Exercise brief
Nothing may be dropped or altered: reproduce all the data.

--- START Entries ---

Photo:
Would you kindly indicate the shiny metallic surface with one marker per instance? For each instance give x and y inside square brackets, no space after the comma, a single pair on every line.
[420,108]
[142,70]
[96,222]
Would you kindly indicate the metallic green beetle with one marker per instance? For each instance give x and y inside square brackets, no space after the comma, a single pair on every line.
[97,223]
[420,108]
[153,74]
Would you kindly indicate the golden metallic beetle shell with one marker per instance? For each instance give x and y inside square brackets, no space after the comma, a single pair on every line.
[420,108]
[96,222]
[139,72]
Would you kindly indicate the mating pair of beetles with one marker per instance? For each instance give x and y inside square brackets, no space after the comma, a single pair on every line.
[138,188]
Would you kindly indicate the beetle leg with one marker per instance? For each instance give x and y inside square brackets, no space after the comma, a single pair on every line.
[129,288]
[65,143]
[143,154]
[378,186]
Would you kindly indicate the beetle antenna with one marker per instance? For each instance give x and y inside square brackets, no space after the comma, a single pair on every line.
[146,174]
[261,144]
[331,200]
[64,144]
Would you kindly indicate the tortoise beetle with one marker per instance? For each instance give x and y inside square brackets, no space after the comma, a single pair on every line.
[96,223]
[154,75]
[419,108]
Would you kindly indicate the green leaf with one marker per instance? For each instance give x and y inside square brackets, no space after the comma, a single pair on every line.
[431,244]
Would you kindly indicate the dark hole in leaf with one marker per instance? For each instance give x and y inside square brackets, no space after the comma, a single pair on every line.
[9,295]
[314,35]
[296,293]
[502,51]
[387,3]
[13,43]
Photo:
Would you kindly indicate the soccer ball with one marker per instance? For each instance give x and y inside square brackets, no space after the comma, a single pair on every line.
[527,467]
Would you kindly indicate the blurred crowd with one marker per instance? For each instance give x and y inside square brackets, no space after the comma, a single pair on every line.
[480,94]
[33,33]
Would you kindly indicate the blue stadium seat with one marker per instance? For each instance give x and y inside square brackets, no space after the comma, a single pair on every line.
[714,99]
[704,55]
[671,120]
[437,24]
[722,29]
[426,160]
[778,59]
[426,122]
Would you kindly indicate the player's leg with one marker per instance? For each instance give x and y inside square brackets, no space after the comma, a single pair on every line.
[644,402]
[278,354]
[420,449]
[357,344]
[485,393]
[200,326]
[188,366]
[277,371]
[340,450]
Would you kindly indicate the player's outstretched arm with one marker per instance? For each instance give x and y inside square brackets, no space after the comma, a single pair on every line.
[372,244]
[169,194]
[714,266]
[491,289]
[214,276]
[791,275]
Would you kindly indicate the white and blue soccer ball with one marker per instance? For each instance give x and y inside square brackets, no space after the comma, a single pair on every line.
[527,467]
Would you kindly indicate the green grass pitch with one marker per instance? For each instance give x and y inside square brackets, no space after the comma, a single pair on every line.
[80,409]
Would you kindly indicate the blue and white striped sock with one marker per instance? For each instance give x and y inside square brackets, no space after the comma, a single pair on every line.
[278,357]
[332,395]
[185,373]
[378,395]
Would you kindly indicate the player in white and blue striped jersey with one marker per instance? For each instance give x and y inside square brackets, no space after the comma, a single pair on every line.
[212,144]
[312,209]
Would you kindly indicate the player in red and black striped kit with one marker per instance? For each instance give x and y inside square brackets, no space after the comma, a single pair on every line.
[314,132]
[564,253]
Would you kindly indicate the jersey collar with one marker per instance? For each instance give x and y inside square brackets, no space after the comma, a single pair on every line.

--- END Entries ---

Written response
Photo:
Would you kindly indicate the shiny metallic surface with one marker per instance? For each instance give x and y inside square brackets, no space after the comma, a single pair on every line.
[420,108]
[142,70]
[96,222]
Would you kindly indicate the metallic green beetle with one marker per instance? For each instance give x and y inside square brackets, no space after the comma, a single pair on every line.
[97,223]
[420,108]
[153,74]
Would you kindly indicate the golden metallic beetle shell with one marker per instance? For each instance give x and y inside square brackets, no space after the comma, a single pair on every line.
[420,108]
[96,222]
[139,72]
Would you kindly indicate the mating pair of beetles with one marker per instance? For each instance give x and y inside square brackets, no space after the comma, a single pair on every line.
[138,188]
Would you kindly indicate the beetle leg with one marker per instance? For each instance give x and y inside square brackets, no space after the comma, a single pair on every line.
[129,288]
[65,143]
[143,154]
[378,186]
Would you kindly indicate the beetle antenna with one marker per instance? For each instance give x and y inside square brackets, no space after the comma, a single pair on every line.
[146,174]
[261,144]
[331,200]
[64,144]
Would you kindly indicate the tortoise beetle with one marker per instance? For each instance give x and y inside square brackets, no space after the comma, a single pair on every line.
[96,223]
[154,75]
[419,108]
Would you kindly indicate the green leaf with one marker per instance? For each instance give x and y inside square brackets, no space after the comma, a single pair on every line.
[431,244]
Would you kindly indicate the dark hole in leaf with one marker per instance? For each instance give x and y inside square brackets, no space after the comma, a single pair on every line.
[9,295]
[314,35]
[296,293]
[502,51]
[387,3]
[13,43]
Photo:
Would you kindly indicate the soccer ball with one marker per instance? For each instance give x and y inside square brackets, no space after the comma, a single pair on every line.
[527,467]
Would you kindly indicate the blurred crowd with one marker per instance? For each instance give x and y inside square brackets, no space after the comma, a single pair on every line.
[480,94]
[33,33]
Would you kindly indicate the blue stadium seat with one marker per instance? For each instance give x and y inside square brackets, no space after the comma, a single pair on every line.
[714,99]
[704,55]
[671,120]
[437,24]
[722,29]
[426,160]
[778,59]
[426,122]
Would you kindly indicate the player's leg with one marker per instance? For each instance give x and y inside square brackets, no space after the comma, a single pair on every line.
[644,402]
[278,354]
[420,449]
[357,344]
[485,393]
[200,326]
[188,366]
[277,371]
[340,450]
Would you kindly indicate the player's outstretched arm with one marker per instance? For each instance give x and y inside square brackets, no space after the comma, a single pair on every line.
[372,244]
[169,194]
[714,266]
[491,289]
[214,276]
[791,275]
Would you kindly indicate the white and blue soccer ball with one marker per instance? For each instance give x and y inside square brackets, no space after the comma, a single pair on every line.
[527,467]
Would you kindly indicate the green grass pitch with one marker per instance? For each instance give x and y inside square brackets, no space after the comma, a single pair on every line.
[80,409]
Would you kindly indicate the blue and white striped sock with one marker per instance? For each instance give x and y inside square brackets, no space after the comma, a single pair on every line.
[278,357]
[332,395]
[185,373]
[378,395]
Would you kindly indicate the player in white and blue striped jersey with one marker per instance? For each instance give x and y inside square brackets, no space after the comma, a single pair on every line.
[212,144]
[312,209]
Would you kindly indicate the player in red and black striped kit with one marker per instance? For each instance give x and y inside square brackets, no space after the comma, a single pair on every line.
[314,132]
[564,253]
Would you kindly indicate the jersey collar with one marker per instance? For each instance give x and y inside square brackets, no space after the comma, a single pair on every line.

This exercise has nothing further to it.